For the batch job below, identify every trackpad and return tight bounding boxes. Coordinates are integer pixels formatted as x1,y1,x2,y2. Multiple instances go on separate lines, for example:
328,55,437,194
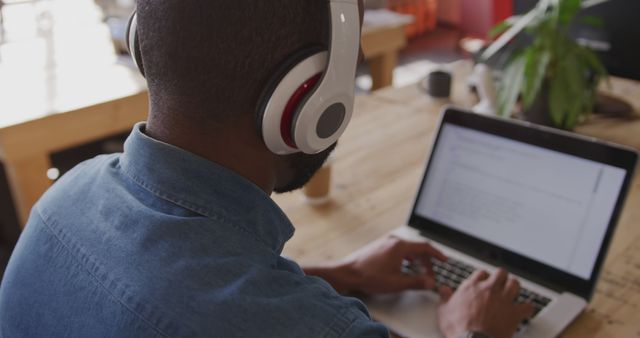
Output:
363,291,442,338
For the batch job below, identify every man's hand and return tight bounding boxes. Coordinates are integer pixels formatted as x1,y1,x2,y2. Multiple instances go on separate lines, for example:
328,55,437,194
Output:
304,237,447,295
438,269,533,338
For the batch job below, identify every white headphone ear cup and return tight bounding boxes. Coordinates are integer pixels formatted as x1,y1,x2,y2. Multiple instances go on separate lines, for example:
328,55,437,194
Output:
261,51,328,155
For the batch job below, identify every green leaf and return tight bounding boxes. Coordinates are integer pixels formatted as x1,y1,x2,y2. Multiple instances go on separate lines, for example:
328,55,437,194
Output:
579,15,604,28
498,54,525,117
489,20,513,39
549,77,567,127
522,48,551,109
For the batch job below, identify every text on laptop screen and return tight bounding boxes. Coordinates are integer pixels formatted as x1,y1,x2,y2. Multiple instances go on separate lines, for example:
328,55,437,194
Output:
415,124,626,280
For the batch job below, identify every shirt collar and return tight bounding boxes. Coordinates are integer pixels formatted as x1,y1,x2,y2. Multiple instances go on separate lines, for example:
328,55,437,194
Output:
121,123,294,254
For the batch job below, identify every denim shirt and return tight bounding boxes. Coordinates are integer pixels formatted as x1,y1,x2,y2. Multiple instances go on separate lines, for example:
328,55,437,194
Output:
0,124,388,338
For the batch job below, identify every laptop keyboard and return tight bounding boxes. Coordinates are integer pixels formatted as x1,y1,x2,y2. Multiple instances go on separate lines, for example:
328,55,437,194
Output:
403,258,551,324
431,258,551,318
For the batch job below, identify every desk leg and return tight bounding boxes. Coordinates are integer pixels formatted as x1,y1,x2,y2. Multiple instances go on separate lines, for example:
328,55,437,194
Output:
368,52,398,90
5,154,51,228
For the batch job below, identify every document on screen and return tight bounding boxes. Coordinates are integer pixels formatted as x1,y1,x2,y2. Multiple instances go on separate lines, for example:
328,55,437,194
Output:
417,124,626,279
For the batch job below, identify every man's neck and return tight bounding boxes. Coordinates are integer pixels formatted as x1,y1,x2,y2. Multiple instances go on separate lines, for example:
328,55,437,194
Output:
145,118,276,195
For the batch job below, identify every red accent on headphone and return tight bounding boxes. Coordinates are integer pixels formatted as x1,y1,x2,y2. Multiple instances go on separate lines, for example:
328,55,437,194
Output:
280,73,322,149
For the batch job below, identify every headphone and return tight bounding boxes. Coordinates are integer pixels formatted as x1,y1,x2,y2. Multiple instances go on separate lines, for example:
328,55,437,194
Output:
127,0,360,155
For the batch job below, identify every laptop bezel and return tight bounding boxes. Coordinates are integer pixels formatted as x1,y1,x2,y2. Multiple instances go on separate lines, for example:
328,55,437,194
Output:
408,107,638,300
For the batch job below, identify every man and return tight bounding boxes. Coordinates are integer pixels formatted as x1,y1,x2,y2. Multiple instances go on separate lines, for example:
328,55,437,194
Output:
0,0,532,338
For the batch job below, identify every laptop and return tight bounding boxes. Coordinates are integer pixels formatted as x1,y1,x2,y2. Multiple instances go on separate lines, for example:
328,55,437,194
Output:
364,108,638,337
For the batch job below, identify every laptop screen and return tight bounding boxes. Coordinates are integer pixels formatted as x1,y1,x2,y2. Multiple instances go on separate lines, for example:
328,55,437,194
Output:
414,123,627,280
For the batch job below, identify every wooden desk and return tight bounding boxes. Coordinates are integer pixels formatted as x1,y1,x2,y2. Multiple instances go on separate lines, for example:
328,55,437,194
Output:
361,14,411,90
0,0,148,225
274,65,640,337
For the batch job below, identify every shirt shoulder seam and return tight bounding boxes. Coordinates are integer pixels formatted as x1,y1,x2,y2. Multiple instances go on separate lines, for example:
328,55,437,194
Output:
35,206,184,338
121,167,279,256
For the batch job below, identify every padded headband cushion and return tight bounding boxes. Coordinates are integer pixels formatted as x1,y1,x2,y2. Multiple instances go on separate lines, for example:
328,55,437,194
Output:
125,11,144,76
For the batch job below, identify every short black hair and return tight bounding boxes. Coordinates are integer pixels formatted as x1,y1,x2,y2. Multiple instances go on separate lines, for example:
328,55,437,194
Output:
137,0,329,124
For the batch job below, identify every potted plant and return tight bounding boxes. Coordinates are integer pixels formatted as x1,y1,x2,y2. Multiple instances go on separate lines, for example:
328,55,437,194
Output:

--- --- ---

> **Problem description**:
Show every line of the records above that contains the string "screen", copying each one in full. Case counts.

> **Expected answer**:
For the batch job below, identify every text on laptop screen and return tight bounding boxes. Coordinates are integer pixels formatted as x1,y1,x2,y2. Multiple instances go on separate lines, for example:
For the batch job below, identify every document on screen and return tight bounding boxes. Coordinates are integer pixels formatted as x1,y1,x2,y2. Multiple instances go on separate lines, for example:
For the batch job below, identify every laptop screen and return tight bounding boxes. Coordinates are integer pixels formatted as x1,y1,x2,y2. Multiple instances go on separate lines, for example:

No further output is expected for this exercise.